* _Source document_:
# # # # #
Journal of Kidney

ISSN - 2472-1220


Acute Renal Failure in Severe Malaria in West Africa: A Retrospective Study Conducted between 2011 and 2014 at Aristide Le Dantec Hospital in Dakar, Senegal

Kane Y, Keita AI, Lemrabott AT, Tondi ZMM, Faye M, Cisse MM, Seck SM, Fary KAEH, Niang A and Diouf B

Introduction: Acute renal failure (ARF) is one of the most daunting complications in severe malaria. The features of ARF in malaria are not well-known in Senegal. Our purpose when carrying out this study was to describe the epidemiological, clinical, Para clinical, treatment and outcome of those manifestations. Patients and Methods: This was a descriptive retrospective study over a 3 year period, from 1 January 2011 to 31 December 2014. The people involved were patients with acute kidney failure during malaria. ARF in malaria was defined as urine output of less than 400 ml/24 hour or creatinine level greater than 13 mg/l (adults), diuresis of less than 12 mL/kg/24 hour or higher creatinine level with respect to the age (children). The data collected were analyzed using SPSS software. Results: During the study period, we selected records of 11 patients, including 5 children and 6 adults. The average age of children was 12 ± 2.34 years; it was 30.83 ± 15.34 years for adults. The sex ratio was 1.75. Eight patients had vomiting. Fever was observed in 10 patients. Impaired consciousness was present in 5 patients. Anuria was noted in 3 patients; 6 patients had edema syndrome. Urea average rate was 3.72 ± 1.43 g/L, and the mean value of creatinine level was 149.96 ± 39 mg/L. There was positive thick blood in 6 out of 7 patients, and the mean parasite density was 18,106.5 ± 14,228.5 parasites per μl. The mean hemoglobin level was 6.09 ± 1.71 g/dl. Thrombocytopenia was present in 6 patients (54.5%). The kidneys were well-differentiated in 4 patients. Acute tubular necrosis was diagnosed in 7 patients (63.6%). Quinine was administered in 9 patients. Hemodialysis was performed in nine patients. The outcome was favorable in 5 patients (2 adults and 3 children), 2 children died. Conclusion: This study has allowed us to notice serious cases of ARF in severe malaria, especially in children. This was diagnosed too late most of the time. Senegal must implement all human and technical resources to detect ARF in malaria as early as possible. Access to renal replacement therapy should also be facilitated.
# # # # #
* _Data extracts_:
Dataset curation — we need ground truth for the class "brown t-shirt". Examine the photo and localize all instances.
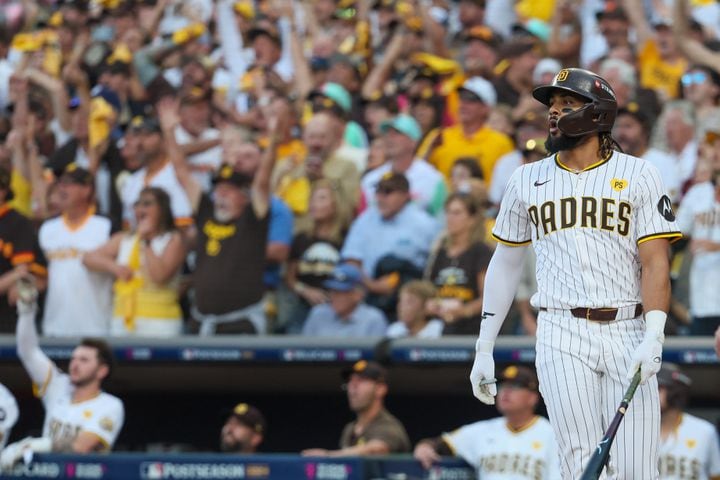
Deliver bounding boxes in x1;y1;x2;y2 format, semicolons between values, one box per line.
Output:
340;409;410;453
193;196;270;314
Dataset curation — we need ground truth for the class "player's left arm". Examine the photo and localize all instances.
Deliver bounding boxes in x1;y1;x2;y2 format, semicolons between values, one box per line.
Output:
72;397;125;453
706;426;720;480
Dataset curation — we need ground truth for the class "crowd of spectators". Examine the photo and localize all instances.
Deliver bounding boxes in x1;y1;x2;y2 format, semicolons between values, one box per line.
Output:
0;0;720;337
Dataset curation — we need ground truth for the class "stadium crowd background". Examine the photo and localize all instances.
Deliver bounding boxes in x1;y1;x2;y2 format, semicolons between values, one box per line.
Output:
0;0;720;464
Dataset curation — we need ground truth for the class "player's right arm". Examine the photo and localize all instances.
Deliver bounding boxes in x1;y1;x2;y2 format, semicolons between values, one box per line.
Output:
413;437;454;469
16;290;57;393
470;167;532;405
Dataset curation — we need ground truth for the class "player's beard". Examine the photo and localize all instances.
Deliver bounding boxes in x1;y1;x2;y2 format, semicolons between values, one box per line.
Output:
545;133;586;155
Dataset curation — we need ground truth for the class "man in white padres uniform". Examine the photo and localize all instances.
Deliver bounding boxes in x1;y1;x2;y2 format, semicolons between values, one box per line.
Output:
414;366;560;480
8;290;125;460
658;363;720;480
470;68;682;480
677;164;720;335
0;383;20;452
38;167;112;337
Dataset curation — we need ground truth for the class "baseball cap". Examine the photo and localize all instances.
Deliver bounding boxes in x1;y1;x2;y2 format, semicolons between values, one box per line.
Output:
230;403;267;433
60;162;95;186
498;365;538;392
308;82;352;113
617;102;653;132
458;77;497;107
233;0;255;20
323;263;362;292
657;362;692;388
213;164;253;188
342;360;387;382
130;115;162;133
375;171;410;192
248;22;282;47
521;138;548;155
380;114;422;142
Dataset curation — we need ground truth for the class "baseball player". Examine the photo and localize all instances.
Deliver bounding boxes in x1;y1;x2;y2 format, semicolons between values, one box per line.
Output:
1;282;125;467
414;365;560;480
470;68;682;480
0;383;19;452
677;160;720;335
658;363;720;480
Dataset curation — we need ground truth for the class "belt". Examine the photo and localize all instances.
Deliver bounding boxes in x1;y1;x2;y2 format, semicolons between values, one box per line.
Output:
540;303;643;322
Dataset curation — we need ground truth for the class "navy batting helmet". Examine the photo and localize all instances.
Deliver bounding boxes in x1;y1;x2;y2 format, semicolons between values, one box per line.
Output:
533;68;617;137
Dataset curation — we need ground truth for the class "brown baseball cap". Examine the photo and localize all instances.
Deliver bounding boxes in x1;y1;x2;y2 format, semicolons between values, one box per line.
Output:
498;365;538;392
342;360;387;382
230;403;267;434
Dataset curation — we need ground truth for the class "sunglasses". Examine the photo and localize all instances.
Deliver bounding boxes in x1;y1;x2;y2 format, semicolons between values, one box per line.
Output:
680;72;708;87
133;200;156;208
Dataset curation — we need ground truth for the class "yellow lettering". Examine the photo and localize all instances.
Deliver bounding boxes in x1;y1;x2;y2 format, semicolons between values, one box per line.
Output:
540;202;557;235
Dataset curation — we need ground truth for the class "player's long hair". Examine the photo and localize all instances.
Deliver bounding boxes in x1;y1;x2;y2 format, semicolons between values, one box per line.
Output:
599;132;623;160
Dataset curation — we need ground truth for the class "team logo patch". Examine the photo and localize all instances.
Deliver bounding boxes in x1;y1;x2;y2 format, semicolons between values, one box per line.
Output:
610;178;628;192
658;195;675;222
100;417;115;432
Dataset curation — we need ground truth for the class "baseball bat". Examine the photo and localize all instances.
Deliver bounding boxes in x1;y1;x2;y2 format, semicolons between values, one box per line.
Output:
580;369;640;480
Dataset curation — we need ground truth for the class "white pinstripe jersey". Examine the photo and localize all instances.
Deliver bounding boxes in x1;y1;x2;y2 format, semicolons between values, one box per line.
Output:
660;413;720;480
33;365;125;451
493;152;682;309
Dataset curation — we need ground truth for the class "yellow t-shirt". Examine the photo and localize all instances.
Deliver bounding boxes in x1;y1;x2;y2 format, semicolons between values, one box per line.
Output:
638;40;688;99
429;125;514;184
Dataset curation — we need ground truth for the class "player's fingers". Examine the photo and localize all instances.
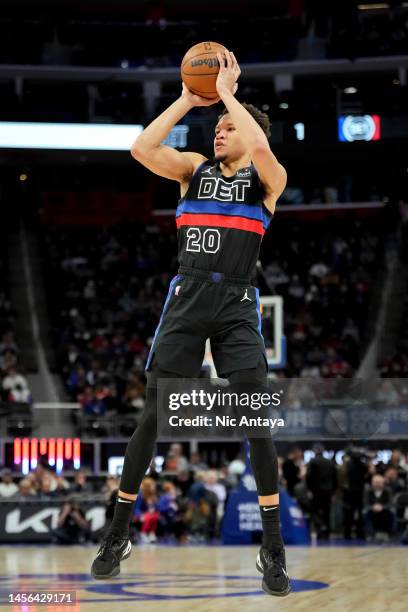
# # # # #
* _Your assignment_:
In the abstract on acute renal failure in severe malaria, what software was used to analyze the collected data?

* _Answer area_:
SPSS software.